Текст для чтения →
Пятьдесят восемь лет в Третьяковской галерее - Николай Андреевич Мудрогель
Нередко устраивались вечеринки с шутками, смехом. Большими забавниками были художники Кузнецов и Бодаревский, [69] жившие в Одессе. Приезжая в Москву, они часто заходили в дом Третьяковых и, помню, устроили однажды целое представление - «Утро в деревне». В зале потушили лампы, сделали полную ночь, потом запели петухами, будто утро идет, перекликались разными голосами. На такие вечеринки приглашались и знакомые не из художественного мира.
Художники, участвуя в таких вечерах, одним только были чуть недовольны: вина мало. Действительно, вино ставилось в очень ограниченном количестве. Третьяков считал, что водка - огромный враг русского народа и русских талантливых людей. Он не допускал, чтобы у него в доме кто-нибудь упивался.
Любя художников, Третьяков никогда не потворствовал их слабостям. Он жалел их, если они впадали в нужду или заболевали. Помню, как он печалился о Саврасове, стараясь поддержать его. Но в конце концов страсть к вину у Саврасова все победила, и талантливый человек погиб.

Фрагмент источника →

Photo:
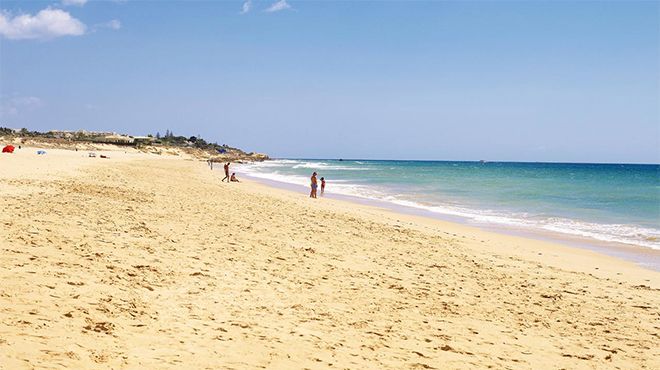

Письменные задания →
a: Ответьте по тексту для чтения на вопросы:
(i) В каком городе жили художники Кузнецов и Бодаревский?
(ii) Чем художники были чуть недовольны на вечерах у Третьяковых?
(iii) О каком художнике печалился Третьяков, стараясь его поддержать?
b: Напишите, что идет дальше в тексте для чтения о Третьякове и художниках, начиная после его последнего предложения.

Результаты упражнения →
a:
(i) В Одессе.
(ii) Тем, что вина мало.
(iii) О Саврасове.

b:
Часто бывая на квартирах художников, Третьяков видел их бедность. Это в наши дни художники щедро обеспечены - у них и прекрасные квартиры, и хорошие заработки, и возможность длительных поездок куда они только захотят. Наше государство высоко ценит труд талантливых художников и щедро дает все, что им надо. А тогда государство очень мало интересовалось делами искусства - художников поддерживали главным образом меценаты, но меценатская помощь не так уж была велика. Умирает художник, и семья его нищенствует. И Третьяков решил построить для вдов и сирот художников дом бесплатных квартир. Он купил место в том же Лаврушинском переулке. Когда вы идете в галерею со стороны канала, на левой руке вы видите красивый дом оригинальной архитектуры. Этот дом построен на средства Павла Михайловича для вдов и сирот художников. [70]
Особенно сильно заботился Павел Михайлович о талантливой молодежи. Он помогал ей и деньгами, и советами. Если случалось, что ученик школы живописи нуждается или не имеет чем уплатить за право учения, профессора обычно направляли его к Третьякову со своими записками. И Третьяков немедленно давал деньги. Известный ныне художник Струнников [71] вспоминает, как он, нуждаясь, обращался к Третьякову за помощью. Третьяков тотчас помог. Или другой художник - Пчелин [72] - вспоминает, как мать привела его, двенадцатилетнего мальчика, к Третьякову: «Вот малый бесперечь рисует. Мне посоветовали обратиться к вам, не поможете ли определить его в художественное училище». Третьяков посмотрел рисунки Пчелина и помог определить его в училище.
Обращались к нему многие за советом, стоит ли им заниматься живописью и рисованием. Третьяков внимательно рассматривал работы начинающих художников, иногда советовал продолжать и всячески помогал, следил за развитием таланта. Иногда же категорически советовал бросить напрасный труд. Его племянник - сын Сергея Михайловича - тоже было возымел желание сделаться художником и некоторое время занимался рисованием. Павел Михайлович очень внимательно следил за его работами, потом сказал:
- Брось! Ничего не выйдет…
Впрочем, Третьяков помогал не только молодежи заниматься живописью, но и вообще учащейся молодежи. Мне часто приходилось ходить в знаменитое студенческое общежитие «Ляпинку», [73] носить от Третьякова деньги нуждающимся студентам.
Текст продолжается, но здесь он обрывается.